## begin

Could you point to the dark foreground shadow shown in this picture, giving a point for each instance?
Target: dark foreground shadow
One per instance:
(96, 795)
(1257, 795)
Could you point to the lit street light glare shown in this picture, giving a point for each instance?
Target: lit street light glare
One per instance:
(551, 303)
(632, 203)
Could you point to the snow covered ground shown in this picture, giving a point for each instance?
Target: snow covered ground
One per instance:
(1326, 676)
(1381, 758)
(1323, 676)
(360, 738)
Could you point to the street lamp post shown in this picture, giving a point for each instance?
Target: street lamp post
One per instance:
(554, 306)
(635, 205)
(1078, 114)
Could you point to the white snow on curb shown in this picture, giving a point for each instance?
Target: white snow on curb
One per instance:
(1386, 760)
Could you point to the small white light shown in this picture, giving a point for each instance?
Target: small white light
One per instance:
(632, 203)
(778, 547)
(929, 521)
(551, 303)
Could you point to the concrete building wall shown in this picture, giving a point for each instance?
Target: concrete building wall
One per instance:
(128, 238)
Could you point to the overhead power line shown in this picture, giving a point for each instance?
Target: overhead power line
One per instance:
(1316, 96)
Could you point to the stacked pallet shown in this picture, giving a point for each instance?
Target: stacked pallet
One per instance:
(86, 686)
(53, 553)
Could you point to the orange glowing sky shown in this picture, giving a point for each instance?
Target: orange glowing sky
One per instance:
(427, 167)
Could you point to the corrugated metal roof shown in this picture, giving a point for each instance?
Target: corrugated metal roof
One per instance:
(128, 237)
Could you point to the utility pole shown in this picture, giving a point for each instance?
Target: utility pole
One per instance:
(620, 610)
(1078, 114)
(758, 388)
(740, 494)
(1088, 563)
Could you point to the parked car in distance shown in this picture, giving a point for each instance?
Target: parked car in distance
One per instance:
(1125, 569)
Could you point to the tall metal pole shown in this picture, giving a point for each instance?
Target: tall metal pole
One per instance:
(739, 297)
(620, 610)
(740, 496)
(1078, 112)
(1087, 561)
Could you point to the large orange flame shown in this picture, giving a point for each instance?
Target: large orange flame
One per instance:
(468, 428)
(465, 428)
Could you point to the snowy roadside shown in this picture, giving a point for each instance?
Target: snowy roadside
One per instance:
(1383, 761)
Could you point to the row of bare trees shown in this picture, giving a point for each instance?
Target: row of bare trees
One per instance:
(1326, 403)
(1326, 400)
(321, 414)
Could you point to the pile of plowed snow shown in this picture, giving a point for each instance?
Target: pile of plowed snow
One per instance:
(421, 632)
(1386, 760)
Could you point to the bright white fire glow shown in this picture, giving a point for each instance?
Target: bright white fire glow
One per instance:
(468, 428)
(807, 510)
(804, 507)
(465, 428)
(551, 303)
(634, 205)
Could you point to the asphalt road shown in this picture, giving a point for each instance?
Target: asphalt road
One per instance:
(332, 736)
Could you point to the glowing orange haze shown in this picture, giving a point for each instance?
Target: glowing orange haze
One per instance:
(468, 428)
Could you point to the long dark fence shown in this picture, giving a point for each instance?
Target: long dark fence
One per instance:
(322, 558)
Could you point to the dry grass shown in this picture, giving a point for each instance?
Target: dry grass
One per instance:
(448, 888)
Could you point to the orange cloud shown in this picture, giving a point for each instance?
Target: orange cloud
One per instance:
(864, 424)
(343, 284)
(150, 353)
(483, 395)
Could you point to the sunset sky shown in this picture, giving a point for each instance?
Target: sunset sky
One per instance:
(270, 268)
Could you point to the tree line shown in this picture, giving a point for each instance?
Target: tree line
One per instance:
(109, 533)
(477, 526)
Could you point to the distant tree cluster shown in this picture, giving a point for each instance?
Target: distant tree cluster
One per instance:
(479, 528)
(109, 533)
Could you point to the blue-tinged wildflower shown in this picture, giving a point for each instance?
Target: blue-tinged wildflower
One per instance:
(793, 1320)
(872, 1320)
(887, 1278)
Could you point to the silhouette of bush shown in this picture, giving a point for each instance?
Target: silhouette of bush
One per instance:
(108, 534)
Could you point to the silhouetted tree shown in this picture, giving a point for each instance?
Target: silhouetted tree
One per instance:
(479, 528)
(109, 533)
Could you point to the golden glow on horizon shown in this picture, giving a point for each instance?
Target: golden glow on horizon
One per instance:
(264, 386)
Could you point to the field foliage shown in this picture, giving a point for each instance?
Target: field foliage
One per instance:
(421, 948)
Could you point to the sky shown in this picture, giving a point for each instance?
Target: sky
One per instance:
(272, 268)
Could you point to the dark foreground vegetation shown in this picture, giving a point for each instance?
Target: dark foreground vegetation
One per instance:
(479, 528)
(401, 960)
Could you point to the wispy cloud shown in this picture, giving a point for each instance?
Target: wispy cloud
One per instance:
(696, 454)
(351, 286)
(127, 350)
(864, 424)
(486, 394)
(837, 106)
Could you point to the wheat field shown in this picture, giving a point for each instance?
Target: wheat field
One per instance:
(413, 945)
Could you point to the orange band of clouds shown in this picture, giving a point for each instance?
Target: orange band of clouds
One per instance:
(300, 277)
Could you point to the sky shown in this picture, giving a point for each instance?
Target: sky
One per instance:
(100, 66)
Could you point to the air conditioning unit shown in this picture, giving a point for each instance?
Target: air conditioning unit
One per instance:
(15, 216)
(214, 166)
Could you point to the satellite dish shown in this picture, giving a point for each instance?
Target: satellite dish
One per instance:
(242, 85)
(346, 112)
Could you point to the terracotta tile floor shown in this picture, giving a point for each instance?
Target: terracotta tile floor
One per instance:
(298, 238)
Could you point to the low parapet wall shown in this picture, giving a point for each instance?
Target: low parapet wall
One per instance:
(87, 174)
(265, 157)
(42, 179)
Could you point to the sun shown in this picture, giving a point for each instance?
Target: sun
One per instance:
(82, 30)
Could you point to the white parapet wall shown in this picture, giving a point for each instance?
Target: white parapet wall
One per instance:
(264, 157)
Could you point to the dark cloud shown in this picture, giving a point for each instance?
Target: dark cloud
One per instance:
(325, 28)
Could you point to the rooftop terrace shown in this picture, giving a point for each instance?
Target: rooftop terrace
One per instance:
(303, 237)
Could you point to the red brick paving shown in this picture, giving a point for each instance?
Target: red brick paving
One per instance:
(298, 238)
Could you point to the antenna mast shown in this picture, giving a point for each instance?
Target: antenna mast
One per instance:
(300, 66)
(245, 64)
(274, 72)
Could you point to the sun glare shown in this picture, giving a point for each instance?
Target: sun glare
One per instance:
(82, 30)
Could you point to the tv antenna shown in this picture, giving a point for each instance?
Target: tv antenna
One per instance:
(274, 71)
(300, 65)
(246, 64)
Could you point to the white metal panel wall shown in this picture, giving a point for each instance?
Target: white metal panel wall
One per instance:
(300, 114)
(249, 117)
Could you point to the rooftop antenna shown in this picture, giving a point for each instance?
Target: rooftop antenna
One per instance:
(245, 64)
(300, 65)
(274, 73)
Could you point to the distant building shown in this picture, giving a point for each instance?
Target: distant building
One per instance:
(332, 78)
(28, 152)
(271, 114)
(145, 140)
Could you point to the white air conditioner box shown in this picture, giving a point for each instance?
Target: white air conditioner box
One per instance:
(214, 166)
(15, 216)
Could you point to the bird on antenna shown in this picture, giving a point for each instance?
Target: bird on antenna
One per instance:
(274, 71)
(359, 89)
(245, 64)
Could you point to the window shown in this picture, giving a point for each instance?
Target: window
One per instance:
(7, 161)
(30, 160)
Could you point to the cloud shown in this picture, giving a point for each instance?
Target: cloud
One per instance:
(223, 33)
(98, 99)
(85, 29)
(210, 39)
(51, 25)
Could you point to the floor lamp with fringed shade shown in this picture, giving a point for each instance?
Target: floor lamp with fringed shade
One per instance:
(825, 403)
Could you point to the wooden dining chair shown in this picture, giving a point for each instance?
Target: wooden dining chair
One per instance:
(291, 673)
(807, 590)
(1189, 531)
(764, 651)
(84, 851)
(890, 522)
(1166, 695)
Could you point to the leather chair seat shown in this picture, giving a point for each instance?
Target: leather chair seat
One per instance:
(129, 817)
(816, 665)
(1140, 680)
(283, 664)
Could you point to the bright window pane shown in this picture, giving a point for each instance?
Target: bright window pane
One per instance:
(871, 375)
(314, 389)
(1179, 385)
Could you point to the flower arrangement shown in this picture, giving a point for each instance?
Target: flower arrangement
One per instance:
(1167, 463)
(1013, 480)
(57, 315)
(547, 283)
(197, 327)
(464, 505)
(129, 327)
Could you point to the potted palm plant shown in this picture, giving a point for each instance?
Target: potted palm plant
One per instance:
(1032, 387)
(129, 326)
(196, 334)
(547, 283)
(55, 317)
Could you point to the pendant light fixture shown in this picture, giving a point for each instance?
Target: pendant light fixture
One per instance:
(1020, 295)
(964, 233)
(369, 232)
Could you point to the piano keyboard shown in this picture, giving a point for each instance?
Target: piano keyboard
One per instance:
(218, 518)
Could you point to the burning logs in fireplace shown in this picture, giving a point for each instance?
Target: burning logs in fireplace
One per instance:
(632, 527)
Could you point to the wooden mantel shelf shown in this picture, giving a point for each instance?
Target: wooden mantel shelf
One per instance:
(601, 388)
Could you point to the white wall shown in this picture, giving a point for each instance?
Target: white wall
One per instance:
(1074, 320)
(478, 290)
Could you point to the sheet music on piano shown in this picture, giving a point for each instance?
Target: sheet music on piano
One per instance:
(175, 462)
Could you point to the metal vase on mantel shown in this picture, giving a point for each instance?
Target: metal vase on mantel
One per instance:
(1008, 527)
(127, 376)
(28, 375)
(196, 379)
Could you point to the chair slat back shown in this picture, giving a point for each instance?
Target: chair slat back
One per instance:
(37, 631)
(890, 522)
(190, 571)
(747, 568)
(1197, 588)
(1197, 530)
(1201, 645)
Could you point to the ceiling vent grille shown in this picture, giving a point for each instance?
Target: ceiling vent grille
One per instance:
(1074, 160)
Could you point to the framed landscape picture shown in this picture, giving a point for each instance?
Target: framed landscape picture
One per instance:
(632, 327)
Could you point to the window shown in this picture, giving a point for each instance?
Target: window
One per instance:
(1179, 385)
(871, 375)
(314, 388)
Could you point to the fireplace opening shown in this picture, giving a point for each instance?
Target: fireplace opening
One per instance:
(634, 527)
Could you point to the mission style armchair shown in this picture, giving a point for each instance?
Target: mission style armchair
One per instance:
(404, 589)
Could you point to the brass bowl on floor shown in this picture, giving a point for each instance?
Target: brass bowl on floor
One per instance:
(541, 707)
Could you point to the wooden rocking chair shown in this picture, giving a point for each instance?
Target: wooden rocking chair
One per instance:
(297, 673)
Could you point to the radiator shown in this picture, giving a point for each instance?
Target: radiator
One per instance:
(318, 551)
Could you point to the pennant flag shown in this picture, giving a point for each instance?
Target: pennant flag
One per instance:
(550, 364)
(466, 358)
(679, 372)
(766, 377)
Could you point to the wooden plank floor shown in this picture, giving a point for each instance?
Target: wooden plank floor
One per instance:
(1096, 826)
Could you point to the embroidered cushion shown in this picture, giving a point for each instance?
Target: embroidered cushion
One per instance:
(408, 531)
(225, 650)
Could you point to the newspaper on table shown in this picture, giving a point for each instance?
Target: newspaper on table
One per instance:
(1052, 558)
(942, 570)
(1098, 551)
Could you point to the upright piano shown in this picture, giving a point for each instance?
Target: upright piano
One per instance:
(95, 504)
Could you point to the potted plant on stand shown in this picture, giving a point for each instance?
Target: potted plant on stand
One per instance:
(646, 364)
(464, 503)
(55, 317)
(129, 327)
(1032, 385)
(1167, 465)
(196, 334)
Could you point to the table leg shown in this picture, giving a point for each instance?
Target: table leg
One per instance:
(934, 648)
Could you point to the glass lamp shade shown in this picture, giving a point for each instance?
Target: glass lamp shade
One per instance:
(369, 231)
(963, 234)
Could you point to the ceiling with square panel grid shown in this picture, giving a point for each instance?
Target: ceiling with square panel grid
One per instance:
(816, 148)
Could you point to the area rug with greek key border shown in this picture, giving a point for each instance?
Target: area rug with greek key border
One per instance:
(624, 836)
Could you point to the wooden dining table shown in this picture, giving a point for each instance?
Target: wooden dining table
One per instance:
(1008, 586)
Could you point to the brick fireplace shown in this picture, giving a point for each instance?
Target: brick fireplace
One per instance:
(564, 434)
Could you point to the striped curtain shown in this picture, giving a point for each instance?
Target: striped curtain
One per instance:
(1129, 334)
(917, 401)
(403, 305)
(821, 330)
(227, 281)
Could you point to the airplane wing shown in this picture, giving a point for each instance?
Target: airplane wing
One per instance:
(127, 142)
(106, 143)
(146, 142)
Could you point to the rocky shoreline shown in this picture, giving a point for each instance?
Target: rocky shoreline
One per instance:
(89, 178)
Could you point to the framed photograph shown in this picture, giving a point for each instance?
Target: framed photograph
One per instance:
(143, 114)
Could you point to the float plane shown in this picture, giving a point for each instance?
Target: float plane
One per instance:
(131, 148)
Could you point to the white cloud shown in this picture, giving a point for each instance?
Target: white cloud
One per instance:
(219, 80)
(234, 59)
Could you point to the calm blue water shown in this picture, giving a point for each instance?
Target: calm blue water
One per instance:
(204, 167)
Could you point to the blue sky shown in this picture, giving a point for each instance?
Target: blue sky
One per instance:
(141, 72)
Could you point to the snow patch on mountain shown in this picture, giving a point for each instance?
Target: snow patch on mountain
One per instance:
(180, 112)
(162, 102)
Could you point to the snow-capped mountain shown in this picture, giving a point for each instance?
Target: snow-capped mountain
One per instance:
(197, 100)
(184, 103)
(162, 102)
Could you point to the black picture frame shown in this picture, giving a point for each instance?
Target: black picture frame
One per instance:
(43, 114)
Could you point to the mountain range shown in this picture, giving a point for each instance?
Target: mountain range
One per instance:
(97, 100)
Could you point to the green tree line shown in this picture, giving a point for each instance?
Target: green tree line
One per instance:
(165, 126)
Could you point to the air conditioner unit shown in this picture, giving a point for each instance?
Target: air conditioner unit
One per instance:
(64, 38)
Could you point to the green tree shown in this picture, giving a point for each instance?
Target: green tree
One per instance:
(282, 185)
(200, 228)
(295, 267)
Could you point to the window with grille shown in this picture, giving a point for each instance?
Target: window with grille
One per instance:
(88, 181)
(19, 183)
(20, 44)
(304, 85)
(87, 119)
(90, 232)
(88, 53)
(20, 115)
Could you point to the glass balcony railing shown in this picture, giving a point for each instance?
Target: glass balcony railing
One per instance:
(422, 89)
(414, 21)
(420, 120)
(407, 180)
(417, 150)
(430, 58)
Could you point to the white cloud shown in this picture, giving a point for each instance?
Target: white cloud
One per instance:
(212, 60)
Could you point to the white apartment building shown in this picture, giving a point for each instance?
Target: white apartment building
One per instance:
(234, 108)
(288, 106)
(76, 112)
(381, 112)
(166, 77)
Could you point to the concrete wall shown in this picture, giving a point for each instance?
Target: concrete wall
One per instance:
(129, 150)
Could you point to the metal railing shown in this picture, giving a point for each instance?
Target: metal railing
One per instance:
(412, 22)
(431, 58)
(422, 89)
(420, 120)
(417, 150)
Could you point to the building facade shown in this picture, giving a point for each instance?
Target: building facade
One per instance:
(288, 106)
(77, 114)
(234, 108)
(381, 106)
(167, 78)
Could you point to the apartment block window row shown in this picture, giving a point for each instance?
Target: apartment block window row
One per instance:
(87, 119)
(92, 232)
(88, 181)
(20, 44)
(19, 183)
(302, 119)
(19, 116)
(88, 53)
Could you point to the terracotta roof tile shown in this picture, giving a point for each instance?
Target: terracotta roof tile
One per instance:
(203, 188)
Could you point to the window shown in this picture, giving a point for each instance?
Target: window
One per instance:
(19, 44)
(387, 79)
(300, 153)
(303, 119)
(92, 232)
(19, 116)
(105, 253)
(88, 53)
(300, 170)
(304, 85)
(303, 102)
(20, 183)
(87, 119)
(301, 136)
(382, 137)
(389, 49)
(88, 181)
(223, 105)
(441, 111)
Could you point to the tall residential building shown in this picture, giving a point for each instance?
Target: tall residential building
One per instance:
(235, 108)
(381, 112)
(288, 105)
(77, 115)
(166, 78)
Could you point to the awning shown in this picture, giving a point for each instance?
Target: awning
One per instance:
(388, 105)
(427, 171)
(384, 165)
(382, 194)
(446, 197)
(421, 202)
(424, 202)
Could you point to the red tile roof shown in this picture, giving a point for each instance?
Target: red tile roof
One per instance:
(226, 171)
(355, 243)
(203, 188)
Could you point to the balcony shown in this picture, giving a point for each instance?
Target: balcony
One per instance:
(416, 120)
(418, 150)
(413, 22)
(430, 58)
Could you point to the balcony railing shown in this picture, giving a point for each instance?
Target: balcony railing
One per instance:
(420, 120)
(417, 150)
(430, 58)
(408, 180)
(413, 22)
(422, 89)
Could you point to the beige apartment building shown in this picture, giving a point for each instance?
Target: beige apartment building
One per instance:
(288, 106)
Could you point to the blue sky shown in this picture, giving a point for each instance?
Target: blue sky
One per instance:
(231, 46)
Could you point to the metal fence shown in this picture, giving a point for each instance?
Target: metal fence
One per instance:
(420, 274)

## end

- _Work required_
Put the records, from the start through the line that contains "(1088, 563)", into a two-column CSV with the headers record_text and answer, one row per record. Enclose each field in quotes and turn any line breaks into spaces.

- _Task solution_
record_text,answer
"Could you point to the dark foreground shadow shown in this picture, giving a point for each instance? Target: dark foreground shadow One per instance:","(96, 795) (1257, 795)"
"Could you point to the lit street light glare shown in this picture, giving a point for each instance? Target: lit street light glare One per instance:","(551, 303) (632, 203)"
"Could you point to the snow covered ground shown in this picture, giving a point for each instance? Target: snow covered ground One per instance:","(1326, 676) (1381, 758) (1323, 676) (360, 738)"
"Could you point to the street lamp post shown in this picture, giving a point for each instance? Target: street lamp post One per instance:","(554, 306) (635, 205) (1078, 114)"
"Could you point to the white snow on curb shown in this picture, giving a point for each instance? Target: white snow on curb One per instance:","(1386, 760)"
"Could you point to the small white light shown in this picture, giving a point for each instance? Target: small white light One per instance:","(632, 203) (778, 547) (929, 521) (551, 303)"
"Could you point to the concrete building wall shown in this picture, giving a point for each instance? Target: concrete building wall One per instance:","(128, 238)"
"Could you point to the overhead power line shown in this picture, giving a point for each instance? Target: overhead power line One per instance:","(1316, 96)"
"Could you point to the stacked pallet shown in this picture, giving a point for each instance? Target: stacked pallet One per instance:","(86, 686) (53, 553)"
"Could you point to the orange glowing sky shown in this picture, giving a point for each instance? Target: orange glowing sky One per instance:","(427, 167)"
"Could you point to the corrugated metal roof shown in this picture, giving a point for each instance? Target: corrugated metal roof One per instance:","(128, 237)"
"Could you point to the utility pole shown in this picture, giving a point for each instance? Target: utility pole One per instance:","(620, 610) (1078, 114) (758, 388) (740, 494) (1088, 563)"